▶ _AVAILABLE RECORDS_
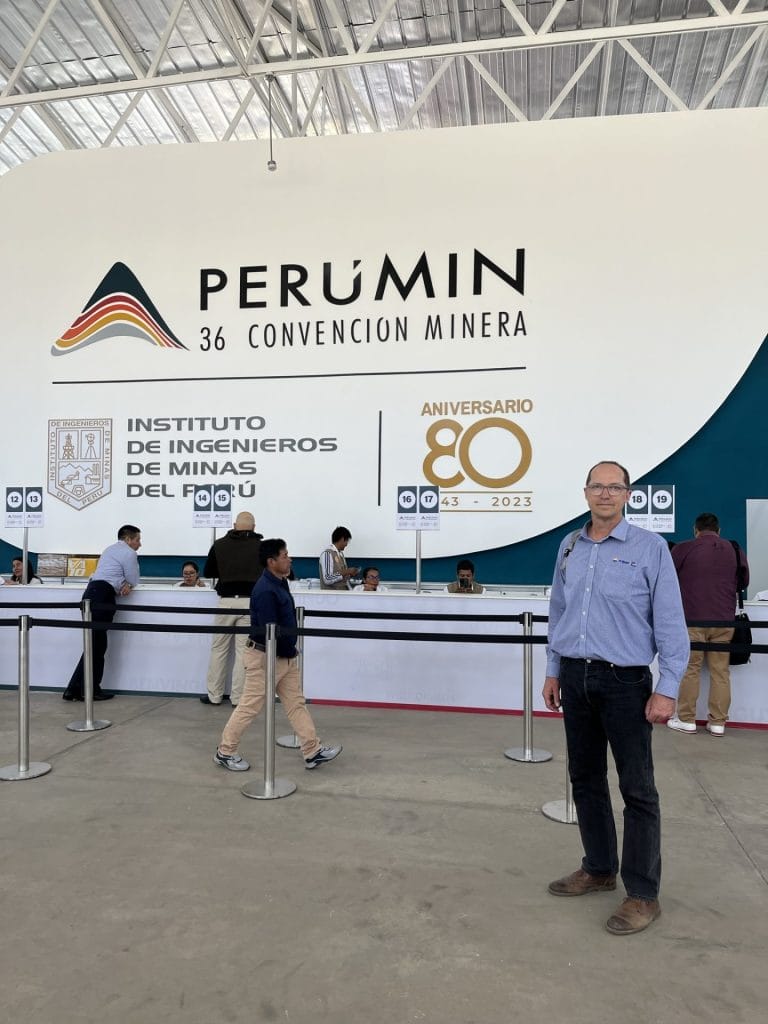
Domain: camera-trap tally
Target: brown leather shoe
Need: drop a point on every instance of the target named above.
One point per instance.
(633, 915)
(581, 883)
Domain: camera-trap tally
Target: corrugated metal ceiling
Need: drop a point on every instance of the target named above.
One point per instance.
(78, 74)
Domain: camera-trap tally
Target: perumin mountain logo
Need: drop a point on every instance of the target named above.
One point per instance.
(120, 307)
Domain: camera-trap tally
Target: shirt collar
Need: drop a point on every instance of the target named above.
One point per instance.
(620, 531)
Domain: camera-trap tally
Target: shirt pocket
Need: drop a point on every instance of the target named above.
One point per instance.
(621, 581)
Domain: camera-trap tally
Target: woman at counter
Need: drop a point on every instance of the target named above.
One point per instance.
(190, 576)
(17, 577)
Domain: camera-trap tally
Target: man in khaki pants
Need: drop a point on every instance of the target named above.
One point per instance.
(271, 601)
(233, 563)
(707, 571)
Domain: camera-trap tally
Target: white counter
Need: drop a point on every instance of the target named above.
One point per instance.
(388, 672)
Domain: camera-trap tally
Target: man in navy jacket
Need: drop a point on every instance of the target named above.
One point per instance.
(271, 601)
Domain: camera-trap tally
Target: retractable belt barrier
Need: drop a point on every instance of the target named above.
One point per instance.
(271, 787)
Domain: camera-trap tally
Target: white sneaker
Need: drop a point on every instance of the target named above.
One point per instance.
(324, 755)
(232, 762)
(679, 726)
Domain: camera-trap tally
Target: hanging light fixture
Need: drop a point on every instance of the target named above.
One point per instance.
(271, 164)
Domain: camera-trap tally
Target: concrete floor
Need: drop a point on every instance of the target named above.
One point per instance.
(406, 882)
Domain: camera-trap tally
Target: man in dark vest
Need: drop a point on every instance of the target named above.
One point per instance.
(707, 571)
(233, 563)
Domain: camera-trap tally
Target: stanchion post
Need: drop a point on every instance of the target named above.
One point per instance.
(292, 741)
(418, 561)
(88, 725)
(562, 810)
(271, 787)
(14, 773)
(527, 753)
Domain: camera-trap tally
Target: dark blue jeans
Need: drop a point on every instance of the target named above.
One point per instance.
(605, 705)
(99, 592)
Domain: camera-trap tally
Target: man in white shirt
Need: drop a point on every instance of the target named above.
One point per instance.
(117, 573)
(335, 573)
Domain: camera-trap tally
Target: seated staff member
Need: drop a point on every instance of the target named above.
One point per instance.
(190, 576)
(271, 602)
(334, 571)
(117, 572)
(465, 580)
(17, 573)
(371, 582)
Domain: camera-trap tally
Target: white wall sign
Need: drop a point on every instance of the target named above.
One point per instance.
(24, 508)
(663, 508)
(407, 513)
(429, 508)
(484, 345)
(212, 506)
(652, 507)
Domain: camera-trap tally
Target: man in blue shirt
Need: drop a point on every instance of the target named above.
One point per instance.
(271, 601)
(117, 572)
(614, 605)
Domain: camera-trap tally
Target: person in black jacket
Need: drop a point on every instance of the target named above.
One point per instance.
(233, 563)
(271, 601)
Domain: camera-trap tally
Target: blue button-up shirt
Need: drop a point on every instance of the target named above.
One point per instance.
(118, 565)
(617, 600)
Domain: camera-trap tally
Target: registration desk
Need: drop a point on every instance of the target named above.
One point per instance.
(429, 674)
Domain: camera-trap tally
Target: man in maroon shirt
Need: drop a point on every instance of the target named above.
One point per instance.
(707, 571)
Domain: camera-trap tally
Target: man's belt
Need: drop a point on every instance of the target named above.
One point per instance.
(595, 663)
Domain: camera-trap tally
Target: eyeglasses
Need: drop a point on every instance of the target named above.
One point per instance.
(614, 489)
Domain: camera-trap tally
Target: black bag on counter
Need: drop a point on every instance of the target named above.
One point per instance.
(742, 632)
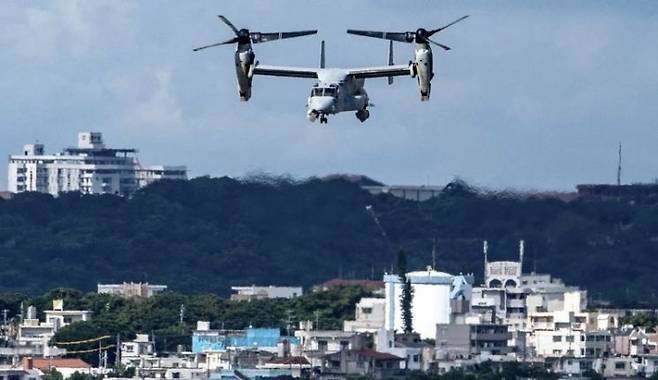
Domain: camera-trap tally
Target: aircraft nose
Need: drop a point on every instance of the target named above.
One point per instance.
(323, 104)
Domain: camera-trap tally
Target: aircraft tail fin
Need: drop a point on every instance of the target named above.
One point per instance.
(390, 59)
(322, 55)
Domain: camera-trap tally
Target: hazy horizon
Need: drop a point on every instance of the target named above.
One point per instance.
(533, 96)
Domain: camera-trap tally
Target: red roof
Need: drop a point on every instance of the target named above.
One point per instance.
(45, 364)
(370, 284)
(292, 360)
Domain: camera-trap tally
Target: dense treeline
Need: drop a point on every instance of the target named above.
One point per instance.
(207, 234)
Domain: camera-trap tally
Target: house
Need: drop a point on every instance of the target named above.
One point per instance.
(132, 352)
(362, 363)
(66, 367)
(25, 371)
(369, 316)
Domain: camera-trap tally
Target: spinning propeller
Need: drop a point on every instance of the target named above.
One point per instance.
(419, 36)
(244, 36)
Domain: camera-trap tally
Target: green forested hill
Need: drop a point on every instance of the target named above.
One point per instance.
(207, 234)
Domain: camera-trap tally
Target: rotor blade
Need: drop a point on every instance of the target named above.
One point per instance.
(446, 26)
(393, 36)
(231, 41)
(227, 22)
(257, 37)
(444, 47)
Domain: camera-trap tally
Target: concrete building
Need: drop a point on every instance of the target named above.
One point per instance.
(32, 332)
(370, 363)
(205, 339)
(90, 168)
(59, 317)
(409, 192)
(369, 316)
(433, 293)
(249, 293)
(131, 289)
(135, 351)
(324, 341)
(461, 341)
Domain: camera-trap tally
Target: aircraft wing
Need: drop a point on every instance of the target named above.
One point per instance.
(282, 71)
(383, 71)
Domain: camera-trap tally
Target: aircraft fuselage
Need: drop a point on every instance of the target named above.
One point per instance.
(335, 92)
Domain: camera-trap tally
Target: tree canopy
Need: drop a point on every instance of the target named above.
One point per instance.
(207, 234)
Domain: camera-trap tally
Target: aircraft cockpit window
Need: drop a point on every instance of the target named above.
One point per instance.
(330, 91)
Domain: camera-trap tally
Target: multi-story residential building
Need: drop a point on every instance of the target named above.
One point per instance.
(369, 316)
(466, 340)
(90, 168)
(131, 289)
(248, 293)
(32, 332)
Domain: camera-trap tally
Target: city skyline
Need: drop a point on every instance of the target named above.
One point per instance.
(531, 96)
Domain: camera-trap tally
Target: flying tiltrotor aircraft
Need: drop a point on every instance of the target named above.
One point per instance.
(337, 90)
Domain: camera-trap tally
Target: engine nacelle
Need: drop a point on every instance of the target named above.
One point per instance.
(423, 68)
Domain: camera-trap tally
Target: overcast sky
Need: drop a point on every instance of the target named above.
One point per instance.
(534, 95)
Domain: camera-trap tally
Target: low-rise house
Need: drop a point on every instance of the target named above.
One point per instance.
(363, 363)
(24, 371)
(172, 367)
(369, 316)
(417, 354)
(66, 367)
(297, 365)
(620, 367)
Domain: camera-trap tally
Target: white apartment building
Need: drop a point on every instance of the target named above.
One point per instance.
(248, 293)
(90, 168)
(131, 289)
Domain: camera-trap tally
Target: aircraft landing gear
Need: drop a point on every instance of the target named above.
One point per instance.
(362, 115)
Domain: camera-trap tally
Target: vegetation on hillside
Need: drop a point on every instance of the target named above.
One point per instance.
(207, 234)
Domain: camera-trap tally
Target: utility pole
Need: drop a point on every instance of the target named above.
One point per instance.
(434, 253)
(117, 359)
(181, 314)
(619, 167)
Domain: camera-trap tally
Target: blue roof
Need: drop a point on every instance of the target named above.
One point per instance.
(252, 338)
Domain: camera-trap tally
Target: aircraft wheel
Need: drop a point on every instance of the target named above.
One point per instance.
(362, 115)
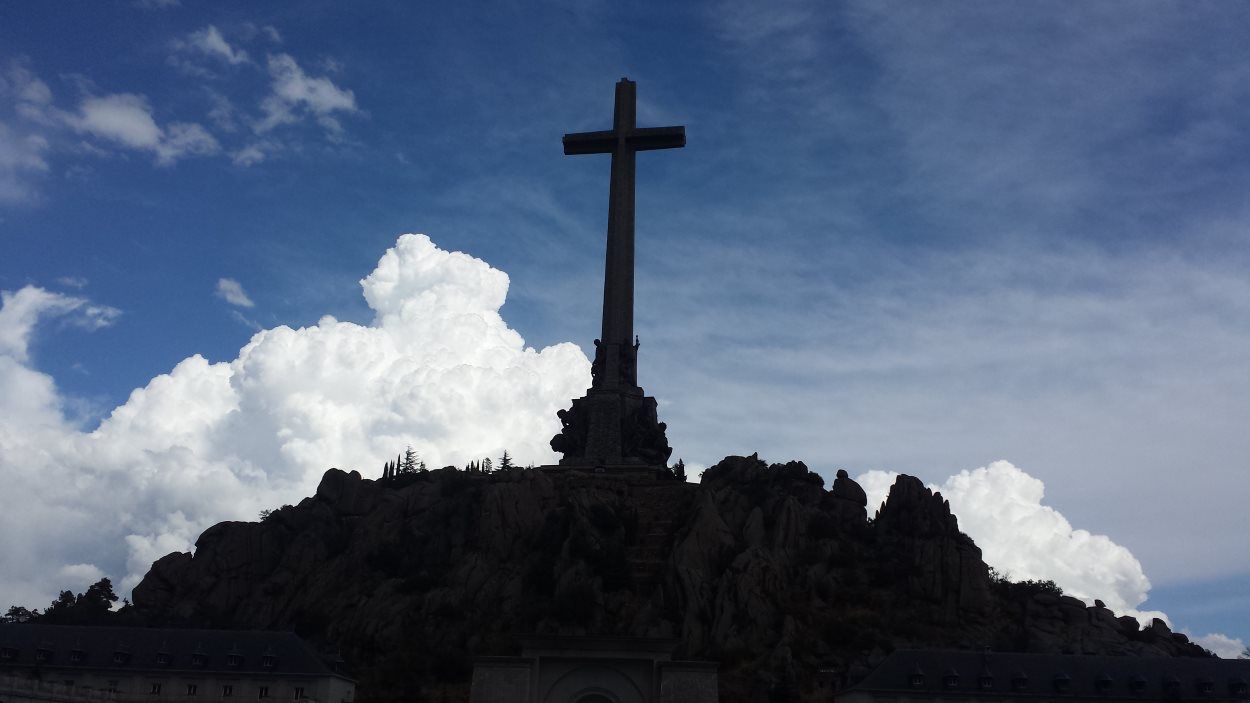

▶ _WHAT TO WORK ON_
Which lines in the material above contain the word "shirt"? Show every one of them in full, and treat uppercase and lowercase as different.

▶ _ANSWER FOR THE TASK_
Target: shirt collar
Target: shirt pocket
Target: man in white shirt
Target: man in blue shirt
Target: blue button-up shirt
Target: man in maroon shirt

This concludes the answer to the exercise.